__Tarefa 1__
Reescreva as linhas da listagem, da que contém "Would you mind placing a dot on the small" até o fim da listagem, substituindo "small tree" por "young tree" e sem mudar mais nada. Deixe as imagens fora da resposta.

O ponto de partida é não misturar a Análise do problema com o Design (projeto) da solução ou com a Implementação tecnológica.

Em resumo, vamos analisar nos tópicos abaixo como aplicar a modelagem orientada a objetos em diferentes fases de um projeto, tendo em mente alcançar objetivos concretos com a modelagem, além das diferentes aplicações dos modelos utilizados.

Análise

O analista é o profissional responsável por identificar um problema a ser resolvido ou necessidade a ser atendida e elicitar os requisitos para a criação de uma solução.

O conjunto de requisitos define o que o sistema deve fazer para atender às necessidades identificadas.

Baseando-se nos requisitos, o analista continua o processo de Análise identificando em alto nível de quais funcionalidades o sistema deverá possuir para atender aos requisitos.

Uma solução comum para mapear cada funcionalidade é através de Casos de Uso (não confundir com o Diagrama da UML). Um Caso de Uso é uma espécie de passo-a-passo da interação entre usuário e sistema, embora esse conceito possa variar um pouco. Além disso, geralmente ele descreve as pré-condições necessárias para a correta execução e as pós-condições, que são os resultados da ação realizada.

Note que ainda estamos em alto nível e nada aqui tem a ver com a solução tecnológica.

Continuando, o analista treinado em Orientação a Objetos e UML irá modelar o conhecimento sobre o domínio e o problema utilizando os diagramas adequados, que geralmente são: Diagrama de Caso de Uso, Diagrama de Atividades, Diagrama de Classes e Diagrama de Estados.

O Diagrama de Caso de Uso é uma representação visual simples das interações do sistema com o mundo externo. Os atores que interagem com o sistema são representações de usuários, outros sistemas ou qualquer entidade externa ao sistema que se comunique com o mesmo. Este diagrama não exclui a necessidade de mapear em detalhes os casos de uso conforme mencionado anteriormente.

O Diagrama de Atividades representa os passos do caso de uso numa espécie de fluxograma, incluindo bifurcações de cenários alternativos, cenários de erro, etc. Nem todos os cenários precisam ser representados no mesmo diagrama.

__Tarefa 2__
Responda com base no trecho sobre análise orientada a objetos:
(a) O que o conjunto de requisitos define?
(b) Quais diagramas o analista geralmente usa para modelar o domínio e o problema?
(c) O que são as pós-condições de um Caso de Uso?

__Dados da tarefa__
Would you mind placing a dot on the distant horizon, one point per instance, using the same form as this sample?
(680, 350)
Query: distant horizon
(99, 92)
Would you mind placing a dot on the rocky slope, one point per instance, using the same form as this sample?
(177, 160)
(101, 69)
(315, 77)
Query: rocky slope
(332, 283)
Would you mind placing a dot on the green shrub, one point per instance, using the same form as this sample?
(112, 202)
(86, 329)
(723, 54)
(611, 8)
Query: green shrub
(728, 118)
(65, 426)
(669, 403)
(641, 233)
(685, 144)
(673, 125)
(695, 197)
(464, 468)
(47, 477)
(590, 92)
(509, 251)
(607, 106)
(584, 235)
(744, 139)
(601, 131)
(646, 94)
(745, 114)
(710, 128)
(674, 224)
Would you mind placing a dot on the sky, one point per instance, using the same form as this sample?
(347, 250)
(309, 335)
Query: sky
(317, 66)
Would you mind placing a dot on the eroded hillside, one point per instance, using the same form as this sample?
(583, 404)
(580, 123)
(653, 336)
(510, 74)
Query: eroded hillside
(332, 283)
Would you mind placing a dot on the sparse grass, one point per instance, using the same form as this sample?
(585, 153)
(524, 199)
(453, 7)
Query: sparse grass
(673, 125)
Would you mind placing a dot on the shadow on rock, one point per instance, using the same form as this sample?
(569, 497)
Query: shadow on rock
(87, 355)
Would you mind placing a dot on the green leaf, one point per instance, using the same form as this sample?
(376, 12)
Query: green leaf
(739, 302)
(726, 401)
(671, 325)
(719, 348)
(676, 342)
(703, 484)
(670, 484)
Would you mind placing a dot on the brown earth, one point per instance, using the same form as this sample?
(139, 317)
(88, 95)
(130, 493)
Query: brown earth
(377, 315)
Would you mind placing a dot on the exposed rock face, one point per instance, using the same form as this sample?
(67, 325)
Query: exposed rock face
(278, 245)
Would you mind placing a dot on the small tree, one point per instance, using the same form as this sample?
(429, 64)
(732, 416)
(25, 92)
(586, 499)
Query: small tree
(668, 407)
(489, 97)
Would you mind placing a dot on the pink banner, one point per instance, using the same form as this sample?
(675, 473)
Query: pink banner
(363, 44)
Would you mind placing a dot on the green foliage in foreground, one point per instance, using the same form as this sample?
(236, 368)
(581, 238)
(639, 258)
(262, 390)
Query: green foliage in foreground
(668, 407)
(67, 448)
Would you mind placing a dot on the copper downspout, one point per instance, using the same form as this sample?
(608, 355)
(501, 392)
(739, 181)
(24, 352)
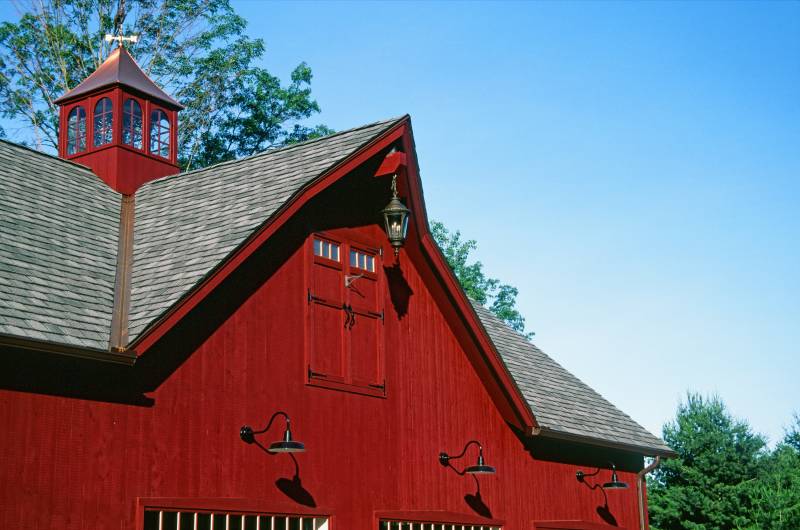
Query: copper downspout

__Solução 1__
Would you mind placing a dot on the young tree, one point per instance, using the same form as this sample?
(429, 64)
(732, 416)
(25, 92)
(586, 499)
Query: young tree
(668, 407)
(489, 97)
Would you mind placing a dot on the pink banner, one point per instance, using the same form as this sample?
(675, 473)
Query: pink banner
(363, 44)
Would you mind placing a dot on the green foliage in foreground, one point per instance, using the same form as this sample?
(236, 368)
(581, 238)
(639, 258)
(262, 390)
Query: green foliage in foreground
(668, 407)
(67, 448)
Would you mind placing a dot on the copper downspout, one point per instance, using the same form as this sample?
(608, 355)
(501, 392)
(739, 181)
(24, 352)
Query: copper downspout

__Solução 2__
(a) O que o sistema deve fazer para atender às necessidades identificadas.
(b) Diagrama de Caso de Uso, Diagrama de Atividades, Diagrama de Classes e Diagrama de Estados.
(c) Os resultados da ação realizada.